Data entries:
┄┄┄┄┄┄┄┄┄┄
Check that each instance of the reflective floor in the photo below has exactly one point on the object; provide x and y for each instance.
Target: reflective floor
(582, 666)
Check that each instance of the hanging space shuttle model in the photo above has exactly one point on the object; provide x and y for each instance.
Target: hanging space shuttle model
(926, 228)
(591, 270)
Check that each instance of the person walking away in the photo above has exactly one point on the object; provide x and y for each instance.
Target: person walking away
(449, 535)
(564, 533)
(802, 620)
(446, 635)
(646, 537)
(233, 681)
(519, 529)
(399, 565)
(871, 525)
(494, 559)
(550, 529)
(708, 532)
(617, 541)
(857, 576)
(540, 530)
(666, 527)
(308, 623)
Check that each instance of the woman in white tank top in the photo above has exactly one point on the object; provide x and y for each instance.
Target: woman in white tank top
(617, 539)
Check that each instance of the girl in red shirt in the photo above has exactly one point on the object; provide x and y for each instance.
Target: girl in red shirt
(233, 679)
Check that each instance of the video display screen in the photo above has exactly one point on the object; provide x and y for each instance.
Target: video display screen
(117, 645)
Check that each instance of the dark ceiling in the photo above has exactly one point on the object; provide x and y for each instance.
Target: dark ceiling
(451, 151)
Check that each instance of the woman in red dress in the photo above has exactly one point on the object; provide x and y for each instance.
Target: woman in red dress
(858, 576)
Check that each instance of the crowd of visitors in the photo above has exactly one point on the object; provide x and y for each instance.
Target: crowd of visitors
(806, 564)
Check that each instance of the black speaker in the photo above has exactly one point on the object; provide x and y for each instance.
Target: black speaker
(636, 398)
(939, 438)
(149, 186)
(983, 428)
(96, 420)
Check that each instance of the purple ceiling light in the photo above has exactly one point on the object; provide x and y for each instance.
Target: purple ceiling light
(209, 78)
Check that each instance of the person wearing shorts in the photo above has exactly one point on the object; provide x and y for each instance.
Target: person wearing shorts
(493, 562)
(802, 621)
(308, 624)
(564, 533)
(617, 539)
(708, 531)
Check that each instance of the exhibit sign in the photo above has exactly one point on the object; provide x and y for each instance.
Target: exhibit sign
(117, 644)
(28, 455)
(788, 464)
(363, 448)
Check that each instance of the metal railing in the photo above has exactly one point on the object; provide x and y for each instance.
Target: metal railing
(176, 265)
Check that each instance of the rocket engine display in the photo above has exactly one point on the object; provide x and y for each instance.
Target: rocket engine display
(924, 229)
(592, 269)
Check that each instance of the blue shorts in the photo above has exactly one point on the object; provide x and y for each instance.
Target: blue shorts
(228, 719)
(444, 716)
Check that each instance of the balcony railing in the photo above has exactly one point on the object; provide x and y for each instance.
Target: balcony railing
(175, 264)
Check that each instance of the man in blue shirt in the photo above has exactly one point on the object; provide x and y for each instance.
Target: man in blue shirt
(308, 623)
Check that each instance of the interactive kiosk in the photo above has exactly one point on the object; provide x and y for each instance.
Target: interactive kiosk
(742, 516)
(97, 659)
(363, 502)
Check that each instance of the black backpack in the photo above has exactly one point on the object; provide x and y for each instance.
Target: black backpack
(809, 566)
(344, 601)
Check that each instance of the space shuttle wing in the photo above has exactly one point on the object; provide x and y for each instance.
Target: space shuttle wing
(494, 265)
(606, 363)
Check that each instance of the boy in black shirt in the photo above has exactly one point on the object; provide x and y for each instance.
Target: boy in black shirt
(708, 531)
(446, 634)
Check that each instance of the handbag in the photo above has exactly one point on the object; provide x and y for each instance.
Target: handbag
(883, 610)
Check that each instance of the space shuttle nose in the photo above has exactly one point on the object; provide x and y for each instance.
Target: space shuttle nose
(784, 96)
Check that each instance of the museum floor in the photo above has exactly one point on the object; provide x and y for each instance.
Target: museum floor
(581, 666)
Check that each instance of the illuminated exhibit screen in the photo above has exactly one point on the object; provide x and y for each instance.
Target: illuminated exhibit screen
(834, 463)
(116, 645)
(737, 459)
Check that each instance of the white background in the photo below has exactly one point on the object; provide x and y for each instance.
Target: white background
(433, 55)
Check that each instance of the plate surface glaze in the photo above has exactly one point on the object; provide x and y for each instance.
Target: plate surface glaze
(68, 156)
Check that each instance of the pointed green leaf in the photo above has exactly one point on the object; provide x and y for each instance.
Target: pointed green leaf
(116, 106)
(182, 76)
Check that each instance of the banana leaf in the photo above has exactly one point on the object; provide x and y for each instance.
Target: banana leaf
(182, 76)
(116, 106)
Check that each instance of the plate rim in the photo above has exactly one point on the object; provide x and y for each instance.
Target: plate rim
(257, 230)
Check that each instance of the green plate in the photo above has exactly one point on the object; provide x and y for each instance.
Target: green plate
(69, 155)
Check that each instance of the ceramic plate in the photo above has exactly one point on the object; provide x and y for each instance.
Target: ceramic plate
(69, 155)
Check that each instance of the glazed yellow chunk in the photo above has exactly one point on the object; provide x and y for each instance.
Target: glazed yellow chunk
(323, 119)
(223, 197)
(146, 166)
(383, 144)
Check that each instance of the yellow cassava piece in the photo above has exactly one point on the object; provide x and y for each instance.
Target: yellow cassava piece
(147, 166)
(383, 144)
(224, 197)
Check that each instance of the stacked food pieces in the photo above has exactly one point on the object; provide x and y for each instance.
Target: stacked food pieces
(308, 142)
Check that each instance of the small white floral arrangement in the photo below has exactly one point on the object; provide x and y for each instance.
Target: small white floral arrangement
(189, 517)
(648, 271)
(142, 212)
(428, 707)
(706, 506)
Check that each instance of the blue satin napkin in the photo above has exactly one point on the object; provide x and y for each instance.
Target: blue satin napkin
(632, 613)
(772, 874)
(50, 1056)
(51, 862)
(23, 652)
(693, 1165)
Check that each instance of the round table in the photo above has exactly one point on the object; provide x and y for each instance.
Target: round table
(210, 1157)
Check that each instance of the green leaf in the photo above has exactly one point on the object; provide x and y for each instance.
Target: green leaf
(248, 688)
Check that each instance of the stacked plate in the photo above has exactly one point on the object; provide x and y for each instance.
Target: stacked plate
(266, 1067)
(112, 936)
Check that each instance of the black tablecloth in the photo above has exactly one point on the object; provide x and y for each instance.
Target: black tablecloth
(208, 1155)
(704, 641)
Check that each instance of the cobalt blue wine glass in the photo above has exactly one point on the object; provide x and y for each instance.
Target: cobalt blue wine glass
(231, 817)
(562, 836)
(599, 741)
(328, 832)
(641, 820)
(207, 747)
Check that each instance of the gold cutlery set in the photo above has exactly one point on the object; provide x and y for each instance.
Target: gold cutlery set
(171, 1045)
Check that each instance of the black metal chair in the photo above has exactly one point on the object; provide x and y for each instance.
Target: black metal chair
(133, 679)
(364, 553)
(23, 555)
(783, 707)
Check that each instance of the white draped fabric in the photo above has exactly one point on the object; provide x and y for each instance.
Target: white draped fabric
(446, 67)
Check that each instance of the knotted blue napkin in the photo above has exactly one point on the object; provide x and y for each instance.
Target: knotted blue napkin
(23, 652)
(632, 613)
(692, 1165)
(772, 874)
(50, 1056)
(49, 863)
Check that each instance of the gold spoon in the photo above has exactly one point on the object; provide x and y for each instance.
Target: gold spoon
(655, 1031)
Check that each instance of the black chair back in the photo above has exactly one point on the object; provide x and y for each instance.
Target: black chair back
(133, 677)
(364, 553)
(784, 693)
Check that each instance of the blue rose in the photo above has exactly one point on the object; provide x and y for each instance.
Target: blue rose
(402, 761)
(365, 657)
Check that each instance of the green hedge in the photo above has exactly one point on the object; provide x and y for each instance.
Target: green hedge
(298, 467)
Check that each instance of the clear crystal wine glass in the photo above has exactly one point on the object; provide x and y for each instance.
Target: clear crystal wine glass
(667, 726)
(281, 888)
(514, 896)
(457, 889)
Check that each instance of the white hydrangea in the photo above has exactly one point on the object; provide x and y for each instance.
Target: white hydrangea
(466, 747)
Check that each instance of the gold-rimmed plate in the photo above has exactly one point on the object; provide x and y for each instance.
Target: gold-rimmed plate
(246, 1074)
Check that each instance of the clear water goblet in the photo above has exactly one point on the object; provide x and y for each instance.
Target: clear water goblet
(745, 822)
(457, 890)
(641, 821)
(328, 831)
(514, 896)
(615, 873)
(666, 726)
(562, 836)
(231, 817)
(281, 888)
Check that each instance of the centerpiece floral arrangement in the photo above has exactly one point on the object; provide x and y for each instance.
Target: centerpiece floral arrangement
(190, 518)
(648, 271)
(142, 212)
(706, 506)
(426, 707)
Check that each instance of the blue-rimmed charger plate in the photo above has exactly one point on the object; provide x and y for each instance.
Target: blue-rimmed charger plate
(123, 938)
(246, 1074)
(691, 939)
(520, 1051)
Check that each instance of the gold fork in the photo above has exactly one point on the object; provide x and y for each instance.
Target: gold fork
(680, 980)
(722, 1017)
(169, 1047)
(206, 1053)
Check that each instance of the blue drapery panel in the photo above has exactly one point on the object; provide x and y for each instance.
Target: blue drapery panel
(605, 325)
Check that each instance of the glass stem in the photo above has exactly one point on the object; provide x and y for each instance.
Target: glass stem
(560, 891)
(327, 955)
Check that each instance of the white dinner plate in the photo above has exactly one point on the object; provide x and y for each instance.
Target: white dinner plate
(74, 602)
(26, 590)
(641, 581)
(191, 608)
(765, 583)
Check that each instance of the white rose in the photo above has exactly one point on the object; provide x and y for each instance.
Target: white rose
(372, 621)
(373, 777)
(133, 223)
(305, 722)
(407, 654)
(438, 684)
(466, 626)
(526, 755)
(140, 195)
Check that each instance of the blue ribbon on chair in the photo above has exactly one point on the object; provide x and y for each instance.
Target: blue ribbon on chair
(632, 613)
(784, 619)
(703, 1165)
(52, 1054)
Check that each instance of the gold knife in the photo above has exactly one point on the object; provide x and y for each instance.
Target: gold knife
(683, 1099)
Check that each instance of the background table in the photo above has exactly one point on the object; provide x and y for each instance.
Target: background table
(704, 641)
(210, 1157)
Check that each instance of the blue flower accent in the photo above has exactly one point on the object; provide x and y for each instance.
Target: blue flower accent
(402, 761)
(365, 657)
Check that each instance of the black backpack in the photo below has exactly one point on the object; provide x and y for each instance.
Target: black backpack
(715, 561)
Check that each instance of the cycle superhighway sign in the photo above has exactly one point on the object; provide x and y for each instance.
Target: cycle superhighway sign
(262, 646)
┄┄┄┄┄┄┄┄┄┄
> [WRITTEN INSTRUCTION]
In the entries above, take the line containing "Check that each instance of the gold fork" and each later line through the last, and repeat them exactly. Output nothing else.

> [EXERCISE OUTPUT]
Check that each instance of the gold fork in the photo above has exactly one point on the object; provide x and y for each instance.
Target: gold fork
(680, 980)
(722, 1017)
(169, 1047)
(206, 1053)
Check that each instance of the blue drapery panel in the photo above has exactly one point on the object; provide x and y for each instance.
Target: blue drapery panel
(605, 325)
Check that each instance of the glass stem in the photo above has exactly one point on the object; provide x and y for each instance.
Target: glass stem
(560, 891)
(327, 955)
Check that each instance of the white dinner plate in the photo above has exactly one point on the object; provide x and y for each instance.
Target: white dinner plate
(74, 602)
(26, 590)
(641, 581)
(191, 608)
(765, 583)
Check that each instance of the white rose in the photo above has exactly one point on the object; provide x and y for each instance.
Target: white rose
(372, 621)
(373, 777)
(133, 223)
(305, 722)
(407, 654)
(438, 684)
(466, 626)
(526, 755)
(140, 195)
Check that each instance of the blue ribbon on chair in the photo above has exactly one point on the object; provide x and y for each instance.
Target: blue ribbon on chair
(632, 613)
(784, 619)
(703, 1165)
(52, 1054)
Check that each instance of the gold knife in the photo above has exactly one point on the object; provide x and y for each instance.
Target: gold knife
(683, 1099)
Check that each instance of the background table in the photo above has exactly one point on the object; provide x and y for each instance.
Target: background table
(704, 641)
(210, 1157)
Check that each instance of the blue flower accent in the photo above has exactly one point on the object; provide x and y for each instance.
Target: blue flower accent
(402, 761)
(365, 657)
Check that each instance of the black backpack in the photo below has exactly one point on the object; provide x and y for each instance.
Target: black backpack
(715, 561)
Check that each instance of the cycle superhighway sign in the photo above has exactly one point on the object; provide x and y for each instance.
Target: cycle superhighway sign
(262, 646)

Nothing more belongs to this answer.